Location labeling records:

— Start —

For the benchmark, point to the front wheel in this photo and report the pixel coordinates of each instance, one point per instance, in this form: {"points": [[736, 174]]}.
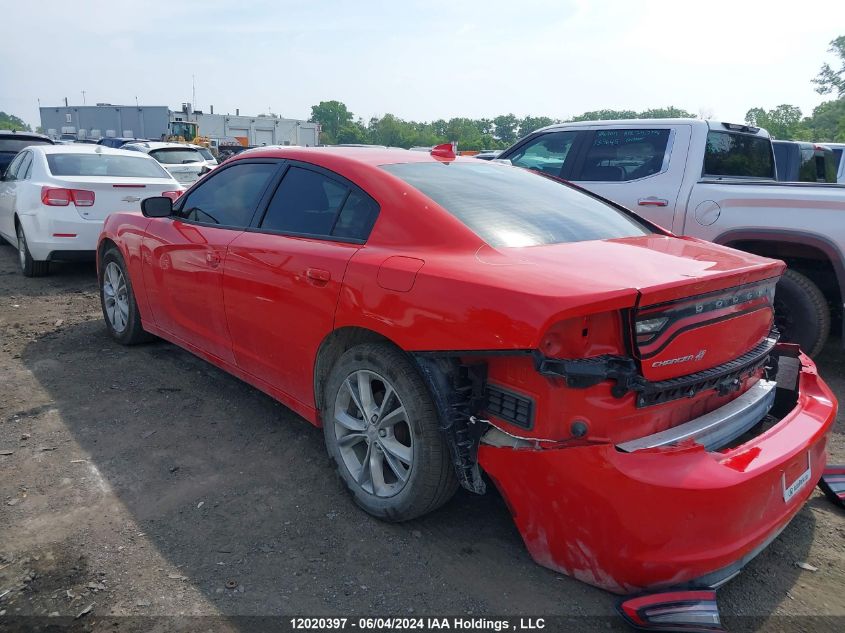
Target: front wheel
{"points": [[381, 430], [29, 267], [801, 312], [120, 310]]}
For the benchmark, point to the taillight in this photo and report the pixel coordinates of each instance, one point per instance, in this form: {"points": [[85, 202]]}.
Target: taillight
{"points": [[60, 197]]}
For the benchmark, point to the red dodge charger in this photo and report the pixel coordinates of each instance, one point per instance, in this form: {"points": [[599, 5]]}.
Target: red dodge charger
{"points": [[449, 321]]}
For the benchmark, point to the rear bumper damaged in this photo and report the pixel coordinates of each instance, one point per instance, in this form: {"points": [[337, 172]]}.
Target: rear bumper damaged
{"points": [[668, 515]]}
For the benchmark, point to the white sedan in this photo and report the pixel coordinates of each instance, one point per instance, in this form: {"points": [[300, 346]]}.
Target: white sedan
{"points": [[54, 198]]}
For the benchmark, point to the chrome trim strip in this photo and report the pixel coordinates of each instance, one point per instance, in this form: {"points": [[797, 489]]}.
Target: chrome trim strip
{"points": [[717, 428]]}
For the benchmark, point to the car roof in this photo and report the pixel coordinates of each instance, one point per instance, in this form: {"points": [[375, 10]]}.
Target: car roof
{"points": [[336, 154], [32, 135], [82, 148], [151, 145]]}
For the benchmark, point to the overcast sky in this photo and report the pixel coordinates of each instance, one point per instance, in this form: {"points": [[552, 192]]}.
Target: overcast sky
{"points": [[419, 60]]}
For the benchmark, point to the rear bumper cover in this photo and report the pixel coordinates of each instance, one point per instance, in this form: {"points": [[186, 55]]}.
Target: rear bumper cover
{"points": [[669, 515]]}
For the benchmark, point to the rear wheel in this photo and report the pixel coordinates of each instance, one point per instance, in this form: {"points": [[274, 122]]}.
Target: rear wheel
{"points": [[29, 267], [120, 310], [801, 312], [381, 430]]}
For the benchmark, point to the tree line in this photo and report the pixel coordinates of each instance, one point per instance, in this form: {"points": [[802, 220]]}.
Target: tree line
{"points": [[339, 125]]}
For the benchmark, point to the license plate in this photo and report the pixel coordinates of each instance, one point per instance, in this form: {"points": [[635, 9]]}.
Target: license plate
{"points": [[792, 489]]}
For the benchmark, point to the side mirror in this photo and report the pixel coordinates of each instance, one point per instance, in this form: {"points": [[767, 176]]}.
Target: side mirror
{"points": [[157, 207]]}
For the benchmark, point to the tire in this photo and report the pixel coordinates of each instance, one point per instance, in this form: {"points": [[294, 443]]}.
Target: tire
{"points": [[29, 267], [117, 299], [401, 438], [801, 312]]}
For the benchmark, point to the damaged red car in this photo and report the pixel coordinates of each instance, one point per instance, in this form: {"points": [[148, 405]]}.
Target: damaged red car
{"points": [[451, 322]]}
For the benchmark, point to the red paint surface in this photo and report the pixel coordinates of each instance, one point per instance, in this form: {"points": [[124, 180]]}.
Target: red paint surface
{"points": [[260, 305]]}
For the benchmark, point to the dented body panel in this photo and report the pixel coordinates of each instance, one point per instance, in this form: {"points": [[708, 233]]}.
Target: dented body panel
{"points": [[666, 516]]}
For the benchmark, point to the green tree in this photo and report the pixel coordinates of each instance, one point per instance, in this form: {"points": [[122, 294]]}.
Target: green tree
{"points": [[783, 122], [531, 123], [332, 116], [829, 80], [505, 128], [11, 122], [827, 122]]}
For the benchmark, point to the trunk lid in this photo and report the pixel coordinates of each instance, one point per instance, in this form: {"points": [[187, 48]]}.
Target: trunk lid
{"points": [[698, 305], [114, 193]]}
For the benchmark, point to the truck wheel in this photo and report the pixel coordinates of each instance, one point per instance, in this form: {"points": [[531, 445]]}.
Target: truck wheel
{"points": [[381, 430], [801, 312]]}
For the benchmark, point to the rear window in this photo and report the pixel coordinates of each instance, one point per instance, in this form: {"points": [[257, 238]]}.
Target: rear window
{"points": [[14, 145], [177, 156], [738, 155], [510, 207], [104, 165]]}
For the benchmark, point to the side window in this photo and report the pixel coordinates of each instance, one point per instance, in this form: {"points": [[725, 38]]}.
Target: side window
{"points": [[306, 202], [546, 153], [228, 197], [619, 155], [26, 167], [12, 169], [357, 217]]}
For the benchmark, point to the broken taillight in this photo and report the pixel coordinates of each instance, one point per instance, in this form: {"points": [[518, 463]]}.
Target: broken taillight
{"points": [[693, 611]]}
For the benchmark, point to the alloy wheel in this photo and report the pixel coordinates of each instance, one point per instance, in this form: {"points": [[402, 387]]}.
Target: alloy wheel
{"points": [[116, 297], [373, 433]]}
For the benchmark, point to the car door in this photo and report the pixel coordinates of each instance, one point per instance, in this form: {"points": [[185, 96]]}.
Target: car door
{"points": [[282, 278], [9, 193], [184, 254], [636, 167]]}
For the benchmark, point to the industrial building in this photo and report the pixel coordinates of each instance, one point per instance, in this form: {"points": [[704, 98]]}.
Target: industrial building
{"points": [[155, 123]]}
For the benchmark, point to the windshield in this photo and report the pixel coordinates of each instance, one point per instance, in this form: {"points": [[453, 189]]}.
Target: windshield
{"points": [[508, 206], [104, 165], [14, 145], [177, 155], [738, 155]]}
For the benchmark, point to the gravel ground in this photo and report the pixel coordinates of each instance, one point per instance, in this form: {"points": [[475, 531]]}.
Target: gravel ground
{"points": [[145, 482]]}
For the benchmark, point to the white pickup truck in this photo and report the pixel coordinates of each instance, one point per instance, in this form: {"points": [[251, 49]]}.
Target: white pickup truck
{"points": [[714, 181]]}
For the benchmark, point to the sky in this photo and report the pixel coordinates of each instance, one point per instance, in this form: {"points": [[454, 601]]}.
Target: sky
{"points": [[419, 60]]}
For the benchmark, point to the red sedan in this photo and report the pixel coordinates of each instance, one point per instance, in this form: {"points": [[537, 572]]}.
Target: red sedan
{"points": [[443, 317]]}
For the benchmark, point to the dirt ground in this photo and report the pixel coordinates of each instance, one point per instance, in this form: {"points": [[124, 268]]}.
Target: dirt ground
{"points": [[145, 482]]}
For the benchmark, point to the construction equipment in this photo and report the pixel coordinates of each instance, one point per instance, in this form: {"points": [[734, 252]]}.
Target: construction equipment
{"points": [[186, 132]]}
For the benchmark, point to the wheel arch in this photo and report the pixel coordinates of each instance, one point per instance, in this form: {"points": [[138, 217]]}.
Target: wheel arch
{"points": [[332, 348], [811, 254]]}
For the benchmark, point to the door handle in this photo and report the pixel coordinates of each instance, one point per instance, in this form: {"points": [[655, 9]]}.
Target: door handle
{"points": [[318, 276]]}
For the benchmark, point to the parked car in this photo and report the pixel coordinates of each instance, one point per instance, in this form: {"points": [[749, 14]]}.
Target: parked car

— End —

*Exercise aim*
Format all of the items above as a numbered list, one line per entry, with blank lines dropped. Leave the pictures out of your answer.

*Complete output*
1. For the benchmark, point to the front wheel in this photo and report the pixel coordinates of each instance, one point per instance, in this form: {"points": [[736, 174]]}.
2. Target: front wheel
3. {"points": [[381, 430], [29, 267], [801, 312], [120, 310]]}
4. For the benchmark, point to the taillight in this photo and report the pixel coordinates of each instance, one point per instance, in this form: {"points": [[85, 202]]}.
5. Target: taillight
6. {"points": [[60, 197]]}
7. For the benchmark, point to the red dodge charger in this photo and report the pixel coordinates of each instance, one point per instance, in this form: {"points": [[599, 5]]}.
8. Target: red dodge charger
9. {"points": [[449, 321]]}
10. For the benchmark, point to the rear bumper damaged in this photo and report the pixel coordinates of each instance, one point per instance, in this form: {"points": [[337, 172]]}.
11. Target: rear bumper damaged
12. {"points": [[668, 515]]}
13. For the benchmark, point to the white sedan in this photo and report the pixel coordinates of each instance, one point per instance, in this form: {"points": [[300, 346]]}.
14. Target: white sedan
15. {"points": [[54, 198]]}
16. For the benchmark, point to the chrome trim strip in this photo and report the pixel coordinates of each instance, one point per instance, in this form: {"points": [[797, 489]]}.
17. Target: chrome trim strip
18. {"points": [[717, 428]]}
19. For the benchmark, point to the car roof in this photo and report the pixel coordinates of each instance, one point per instance, in this form: {"points": [[375, 10]]}.
20. Target: car roof
21. {"points": [[336, 154], [32, 135], [82, 148], [151, 145]]}
22. For the benchmark, point to the overcast sky in this photo and report the pixel coordinates of each instance, one point per instance, in this form: {"points": [[552, 192]]}.
23. Target: overcast sky
24. {"points": [[419, 60]]}
25. For the benchmark, point to the rear bumper cover in this photo and report the pixel coordinates of each instance, one point per instance, in this form: {"points": [[186, 55]]}.
26. Target: rear bumper cover
27. {"points": [[669, 515]]}
28. For the benchmark, point to the rear wheel in this photo and report the pixel coordinates of each instance, one point per instance, in this form: {"points": [[274, 122]]}.
29. Target: rear wheel
30. {"points": [[29, 267], [120, 310], [801, 312], [381, 430]]}
31. For the benchmark, point to the tree line in this photo and report the pixel coordinates of each instance, one point per instance, in this form: {"points": [[802, 220]]}.
32. Target: tree line
33. {"points": [[339, 125]]}
34. For the benchmark, point to the license plate in this photo and report the pixel coordinates of each instance, one point per instance, in this form: {"points": [[635, 9]]}.
35. Target: license plate
36. {"points": [[792, 489]]}
37. For the benchmark, point to the side mirror in this photo and report the pixel coordinates of each instance, one point per instance, in this form: {"points": [[767, 176]]}.
38. Target: side mirror
39. {"points": [[157, 207]]}
40. For the benchmark, point to the tire in this photo and report the pixel coordinates of each instance, one point per instance, in this form: {"points": [[294, 443]]}.
41. Target: tire
42. {"points": [[29, 267], [117, 299], [401, 438], [801, 312]]}
43. For the benchmark, point to the damaged red car in this photo and report the pixel coordinates of each instance, one point per instance, in this form: {"points": [[148, 405]]}.
44. Target: damaged red car
45. {"points": [[451, 322]]}
46. For the benchmark, point to the red paint surface in this photo and report the pixel coordinates of each instance, one point per instance, in this form: {"points": [[124, 180]]}.
47. Target: red paint surface
48. {"points": [[260, 305]]}
49. For the benchmark, point to the dented body panel in this photo and report the pixel coordinates of each instance, one point per instance, in this form: {"points": [[708, 233]]}.
50. Target: dented body panel
51. {"points": [[666, 516]]}
52. For the benchmark, point to the green tree in this photo and report the pixel coordinates of each instance, one point per instance, in this form: {"points": [[122, 294]]}.
53. Target: green tree
54. {"points": [[783, 122], [531, 123], [332, 116], [829, 80], [505, 128], [11, 122], [827, 122]]}
55. For the benchmark, point to the trunk lid in this photo and report the pixel coordinates of each instance, one point per instance, in this form: {"points": [[187, 48]]}.
56. Target: trunk lid
57. {"points": [[698, 305], [114, 193]]}
58. For the benchmark, point to the truck wheel in this photo and report the pixel coordinates of each instance, one point per instance, in this form: {"points": [[531, 445]]}.
59. Target: truck wheel
60. {"points": [[381, 430], [801, 312]]}
61. For the benchmark, point to the rear window in this photo and report the pixel coordinates of each instance, one point per instance, in this form: {"points": [[257, 238]]}.
62. Target: rear window
63. {"points": [[14, 145], [177, 156], [738, 155], [510, 207], [104, 165]]}
64. For the benchmark, point to the side window in this photo and report the pixel coordinates of each instance, one point per instance, in this form: {"points": [[725, 38]]}.
65. Target: side window
66. {"points": [[306, 202], [546, 153], [228, 197], [619, 155], [26, 167], [12, 169], [357, 217]]}
67. For the benchmark, point to the broken taillight in this photo and report the pixel coordinates of each instance, one point per instance, in this form: {"points": [[518, 463]]}.
68. Target: broken taillight
69. {"points": [[693, 611]]}
70. For the benchmark, point to the alloy wheel in this photo and report the pixel coordinates of each instance, one point per instance, in this form: {"points": [[402, 387]]}.
71. Target: alloy wheel
72. {"points": [[116, 297], [373, 433]]}
73. For the benchmark, point to the car door in this photo and report the pixel coordinates of each instance, one point per instance, in this form: {"points": [[185, 96]]}.
74. Target: car door
75. {"points": [[282, 278], [9, 193], [184, 254], [636, 167]]}
76. For the benchmark, point to the industrial building in this photo and report the pixel coordinates of each instance, one point per instance, in this form: {"points": [[704, 98]]}.
77. Target: industrial building
78. {"points": [[155, 123]]}
79. For the benchmark, point to the windshield in this photo and report the pixel coordinates of each instance, one point per instance, in this form: {"points": [[453, 189]]}.
80. Target: windshield
81. {"points": [[508, 206], [104, 165], [14, 145], [177, 155], [738, 155]]}
82. For the benchmark, point to the gravel ground in this photo and report the pixel coordinates of each instance, one point per instance, in this form: {"points": [[475, 531]]}.
83. Target: gravel ground
84. {"points": [[145, 482]]}
85. For the benchmark, point to the white pickup truck in this photo and report the pixel coordinates of each instance, one point per instance, in this form: {"points": [[251, 49]]}.
86. Target: white pickup truck
87. {"points": [[714, 181]]}
88. For the benchmark, point to the sky in this photo and report the pixel coordinates of each instance, one point per instance, in this form: {"points": [[454, 601]]}.
89. Target: sky
90. {"points": [[419, 60]]}
91. For the benchmark, point to the red sedan in this photo and report the pixel coordinates of each instance, one point per instance, in this form: {"points": [[537, 572]]}.
92. Target: red sedan
93. {"points": [[443, 317]]}
94. For the benchmark, point to the dirt ground in this photo and report the pixel coordinates of each instance, one point per instance, in this form: {"points": [[124, 268]]}.
95. Target: dirt ground
96. {"points": [[145, 482]]}
97. For the benchmark, point to the construction equipment in this photo and report the pixel coordinates of each instance, one point per instance, in this form: {"points": [[734, 252]]}.
98. Target: construction equipment
99. {"points": [[186, 132]]}
100. For the benchmark, point to the wheel arch in this photo and report the pixel coordinates of each instance, one point per instance, in this form: {"points": [[138, 217]]}.
101. Target: wheel arch
102. {"points": [[332, 348], [811, 254]]}
103. For the benchmark, point to the door handle in this photo and report the pixel coordinates of each instance, one point per instance, in this form: {"points": [[655, 9]]}.
104. Target: door handle
105. {"points": [[318, 276]]}
106. For the benchmark, point to the parked car in this photo and report the pixel coordinates of each instance, one point per instance, in this form: {"points": [[749, 14]]}.
107. Target: parked car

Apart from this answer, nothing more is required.